Location labeling records:
# # #

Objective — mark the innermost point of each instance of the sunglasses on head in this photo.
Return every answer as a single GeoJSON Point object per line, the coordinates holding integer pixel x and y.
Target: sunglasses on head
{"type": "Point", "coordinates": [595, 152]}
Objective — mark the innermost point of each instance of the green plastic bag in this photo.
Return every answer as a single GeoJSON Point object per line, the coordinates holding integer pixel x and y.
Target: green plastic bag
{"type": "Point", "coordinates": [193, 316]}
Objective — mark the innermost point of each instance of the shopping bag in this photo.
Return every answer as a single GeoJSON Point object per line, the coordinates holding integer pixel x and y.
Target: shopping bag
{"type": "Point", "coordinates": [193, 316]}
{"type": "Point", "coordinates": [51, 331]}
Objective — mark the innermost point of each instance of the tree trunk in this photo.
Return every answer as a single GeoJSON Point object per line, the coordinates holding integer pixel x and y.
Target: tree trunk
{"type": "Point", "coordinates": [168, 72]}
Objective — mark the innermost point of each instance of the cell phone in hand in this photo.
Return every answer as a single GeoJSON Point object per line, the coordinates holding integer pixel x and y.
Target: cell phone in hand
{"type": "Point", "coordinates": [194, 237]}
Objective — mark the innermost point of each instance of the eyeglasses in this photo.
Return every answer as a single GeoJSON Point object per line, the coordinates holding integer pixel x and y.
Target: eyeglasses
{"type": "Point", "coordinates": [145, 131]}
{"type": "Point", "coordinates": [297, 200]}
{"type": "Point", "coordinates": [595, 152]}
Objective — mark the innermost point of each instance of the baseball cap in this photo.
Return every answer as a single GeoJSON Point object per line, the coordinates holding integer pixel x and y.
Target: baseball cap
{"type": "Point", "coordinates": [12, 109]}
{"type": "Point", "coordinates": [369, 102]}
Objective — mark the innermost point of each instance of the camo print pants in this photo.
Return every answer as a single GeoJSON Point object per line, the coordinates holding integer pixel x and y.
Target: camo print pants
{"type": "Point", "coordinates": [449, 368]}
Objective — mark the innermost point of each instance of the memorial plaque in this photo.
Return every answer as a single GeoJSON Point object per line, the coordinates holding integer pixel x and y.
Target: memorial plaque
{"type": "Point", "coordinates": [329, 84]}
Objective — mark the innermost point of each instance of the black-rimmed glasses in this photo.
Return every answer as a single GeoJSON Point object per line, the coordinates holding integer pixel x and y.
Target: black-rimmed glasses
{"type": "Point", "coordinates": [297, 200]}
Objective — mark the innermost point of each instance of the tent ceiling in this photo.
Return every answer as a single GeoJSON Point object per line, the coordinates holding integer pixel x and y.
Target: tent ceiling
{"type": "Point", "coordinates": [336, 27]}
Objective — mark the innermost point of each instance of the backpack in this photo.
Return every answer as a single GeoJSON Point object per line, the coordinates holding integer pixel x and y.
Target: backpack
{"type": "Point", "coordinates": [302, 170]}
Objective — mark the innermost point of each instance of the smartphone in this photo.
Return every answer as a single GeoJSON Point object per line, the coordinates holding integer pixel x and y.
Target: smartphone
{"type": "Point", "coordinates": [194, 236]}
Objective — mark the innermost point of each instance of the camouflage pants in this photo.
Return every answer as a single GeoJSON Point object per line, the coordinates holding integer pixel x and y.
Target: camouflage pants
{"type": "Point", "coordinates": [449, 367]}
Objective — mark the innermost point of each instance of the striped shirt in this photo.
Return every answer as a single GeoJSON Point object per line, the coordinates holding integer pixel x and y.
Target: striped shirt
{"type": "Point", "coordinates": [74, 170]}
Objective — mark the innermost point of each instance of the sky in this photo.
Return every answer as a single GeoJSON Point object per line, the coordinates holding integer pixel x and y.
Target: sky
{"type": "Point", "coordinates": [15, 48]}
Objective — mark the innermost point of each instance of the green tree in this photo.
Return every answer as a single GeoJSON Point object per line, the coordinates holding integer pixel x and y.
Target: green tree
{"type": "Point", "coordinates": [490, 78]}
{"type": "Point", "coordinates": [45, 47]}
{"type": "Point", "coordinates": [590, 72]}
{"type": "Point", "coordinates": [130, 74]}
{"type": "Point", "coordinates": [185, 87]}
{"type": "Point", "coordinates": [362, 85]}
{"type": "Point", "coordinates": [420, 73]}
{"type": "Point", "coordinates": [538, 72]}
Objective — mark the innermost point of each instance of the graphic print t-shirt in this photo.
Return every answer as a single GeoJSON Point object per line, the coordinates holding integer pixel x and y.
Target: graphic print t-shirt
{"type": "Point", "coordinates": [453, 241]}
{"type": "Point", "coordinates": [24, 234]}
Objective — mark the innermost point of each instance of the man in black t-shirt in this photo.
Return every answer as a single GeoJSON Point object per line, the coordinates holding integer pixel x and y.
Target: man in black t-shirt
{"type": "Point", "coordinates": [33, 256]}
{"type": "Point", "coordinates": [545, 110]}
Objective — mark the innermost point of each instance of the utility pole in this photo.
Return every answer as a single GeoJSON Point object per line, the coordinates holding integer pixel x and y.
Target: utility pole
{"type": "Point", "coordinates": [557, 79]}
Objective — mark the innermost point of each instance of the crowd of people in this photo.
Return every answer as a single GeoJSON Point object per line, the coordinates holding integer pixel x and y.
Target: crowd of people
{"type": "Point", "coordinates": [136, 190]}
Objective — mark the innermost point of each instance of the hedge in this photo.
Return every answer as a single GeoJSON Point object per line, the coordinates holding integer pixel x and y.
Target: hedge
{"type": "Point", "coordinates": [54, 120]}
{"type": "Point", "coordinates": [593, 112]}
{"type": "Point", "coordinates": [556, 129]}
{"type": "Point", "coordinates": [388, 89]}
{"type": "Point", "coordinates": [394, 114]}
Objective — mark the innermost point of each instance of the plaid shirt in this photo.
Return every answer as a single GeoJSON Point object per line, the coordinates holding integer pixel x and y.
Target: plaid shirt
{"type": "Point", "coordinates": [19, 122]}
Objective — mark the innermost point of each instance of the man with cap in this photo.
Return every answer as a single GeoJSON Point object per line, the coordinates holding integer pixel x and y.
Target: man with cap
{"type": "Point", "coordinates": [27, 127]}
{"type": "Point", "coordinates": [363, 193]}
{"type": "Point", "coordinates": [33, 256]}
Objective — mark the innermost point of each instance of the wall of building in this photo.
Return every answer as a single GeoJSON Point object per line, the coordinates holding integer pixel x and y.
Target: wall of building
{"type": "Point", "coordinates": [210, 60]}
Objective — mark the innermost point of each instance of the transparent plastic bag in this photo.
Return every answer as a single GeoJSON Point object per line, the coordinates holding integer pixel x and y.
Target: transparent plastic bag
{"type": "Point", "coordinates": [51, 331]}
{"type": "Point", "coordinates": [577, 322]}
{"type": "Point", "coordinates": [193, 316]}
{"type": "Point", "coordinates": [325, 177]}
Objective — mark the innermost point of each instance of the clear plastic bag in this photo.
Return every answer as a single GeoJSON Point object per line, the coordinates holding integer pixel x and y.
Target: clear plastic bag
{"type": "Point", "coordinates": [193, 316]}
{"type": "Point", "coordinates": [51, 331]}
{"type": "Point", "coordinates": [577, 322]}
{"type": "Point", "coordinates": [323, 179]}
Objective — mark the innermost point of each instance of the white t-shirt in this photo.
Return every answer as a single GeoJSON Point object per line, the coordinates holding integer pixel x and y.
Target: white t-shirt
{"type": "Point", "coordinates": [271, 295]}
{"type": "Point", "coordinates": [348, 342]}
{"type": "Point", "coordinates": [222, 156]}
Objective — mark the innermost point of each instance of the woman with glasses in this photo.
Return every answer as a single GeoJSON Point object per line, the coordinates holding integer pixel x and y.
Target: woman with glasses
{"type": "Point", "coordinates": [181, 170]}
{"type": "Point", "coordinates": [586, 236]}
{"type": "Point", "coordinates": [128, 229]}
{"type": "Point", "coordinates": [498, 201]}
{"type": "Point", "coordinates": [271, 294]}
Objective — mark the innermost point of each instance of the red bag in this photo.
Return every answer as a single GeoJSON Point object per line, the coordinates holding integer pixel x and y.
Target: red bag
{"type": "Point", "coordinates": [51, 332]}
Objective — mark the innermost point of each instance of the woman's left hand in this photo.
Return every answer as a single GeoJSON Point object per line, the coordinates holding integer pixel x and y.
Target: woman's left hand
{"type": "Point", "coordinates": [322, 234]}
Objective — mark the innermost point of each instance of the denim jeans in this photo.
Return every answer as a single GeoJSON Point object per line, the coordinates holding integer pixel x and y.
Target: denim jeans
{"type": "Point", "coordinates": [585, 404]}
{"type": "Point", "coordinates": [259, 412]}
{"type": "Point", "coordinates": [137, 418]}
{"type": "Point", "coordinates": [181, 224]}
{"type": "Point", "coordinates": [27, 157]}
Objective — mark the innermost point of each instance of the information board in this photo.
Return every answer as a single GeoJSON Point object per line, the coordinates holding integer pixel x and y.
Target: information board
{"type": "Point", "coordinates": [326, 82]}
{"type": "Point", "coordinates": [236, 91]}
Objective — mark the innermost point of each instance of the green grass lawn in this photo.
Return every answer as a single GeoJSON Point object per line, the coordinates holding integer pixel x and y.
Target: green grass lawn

# # #

◆ Instructions for the task: Each line from the one containing "jeans in this photo." to the end of the listing above should be copied exactly, and nothing else.

◆ Solved problem:
Objective — mark the innermost point of each instance of the denim jeans in this photo.
Return every answer as a single GeoJSON Point object per line, the coordinates holding integer pixel x and y.
Target: denim jeans
{"type": "Point", "coordinates": [585, 404]}
{"type": "Point", "coordinates": [259, 412]}
{"type": "Point", "coordinates": [137, 418]}
{"type": "Point", "coordinates": [181, 224]}
{"type": "Point", "coordinates": [27, 157]}
Objective — mark the innermost point of each instance of the information board in this photo.
Return every answer as a single GeoJSON Point object per line, the coordinates holding integer pixel x and y.
Target: information board
{"type": "Point", "coordinates": [326, 82]}
{"type": "Point", "coordinates": [236, 91]}
Objective — mark the innermost point of each instance of the green grass lawn in this photo.
Return every answer as a single GeoJSON Point object per line, the coordinates holding integer pixel x and y.
Target: green grass lawn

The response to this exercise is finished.